## Description of the task:
Count the lines in the listing below that contain the string "yellow", with case counting. Reply with the number alone.

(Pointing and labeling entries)
* * *

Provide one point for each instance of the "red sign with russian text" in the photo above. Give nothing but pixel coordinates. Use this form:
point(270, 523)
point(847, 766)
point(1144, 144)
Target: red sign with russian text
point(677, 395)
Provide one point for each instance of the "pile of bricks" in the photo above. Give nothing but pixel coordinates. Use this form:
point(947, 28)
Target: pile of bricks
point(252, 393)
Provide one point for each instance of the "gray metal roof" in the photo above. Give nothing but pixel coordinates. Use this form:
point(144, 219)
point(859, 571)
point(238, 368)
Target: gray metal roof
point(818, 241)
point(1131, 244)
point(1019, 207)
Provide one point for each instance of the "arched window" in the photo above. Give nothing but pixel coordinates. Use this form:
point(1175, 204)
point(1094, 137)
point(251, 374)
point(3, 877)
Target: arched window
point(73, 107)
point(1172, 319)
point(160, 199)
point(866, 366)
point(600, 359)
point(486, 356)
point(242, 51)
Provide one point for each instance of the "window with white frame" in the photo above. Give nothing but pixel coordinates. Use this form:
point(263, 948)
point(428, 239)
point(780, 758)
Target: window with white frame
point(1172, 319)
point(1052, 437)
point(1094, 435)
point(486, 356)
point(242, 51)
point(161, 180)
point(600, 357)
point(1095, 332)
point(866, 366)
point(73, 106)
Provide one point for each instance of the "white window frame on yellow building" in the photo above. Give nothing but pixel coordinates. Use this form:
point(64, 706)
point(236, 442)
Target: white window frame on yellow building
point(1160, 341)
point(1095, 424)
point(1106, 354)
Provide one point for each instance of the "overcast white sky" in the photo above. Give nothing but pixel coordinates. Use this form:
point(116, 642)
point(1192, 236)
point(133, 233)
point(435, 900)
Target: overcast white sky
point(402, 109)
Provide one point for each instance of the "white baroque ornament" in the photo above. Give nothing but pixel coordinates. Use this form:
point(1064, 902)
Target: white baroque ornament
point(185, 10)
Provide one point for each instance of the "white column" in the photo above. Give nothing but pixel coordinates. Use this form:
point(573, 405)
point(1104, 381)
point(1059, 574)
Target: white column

* * *

## Solution below:
2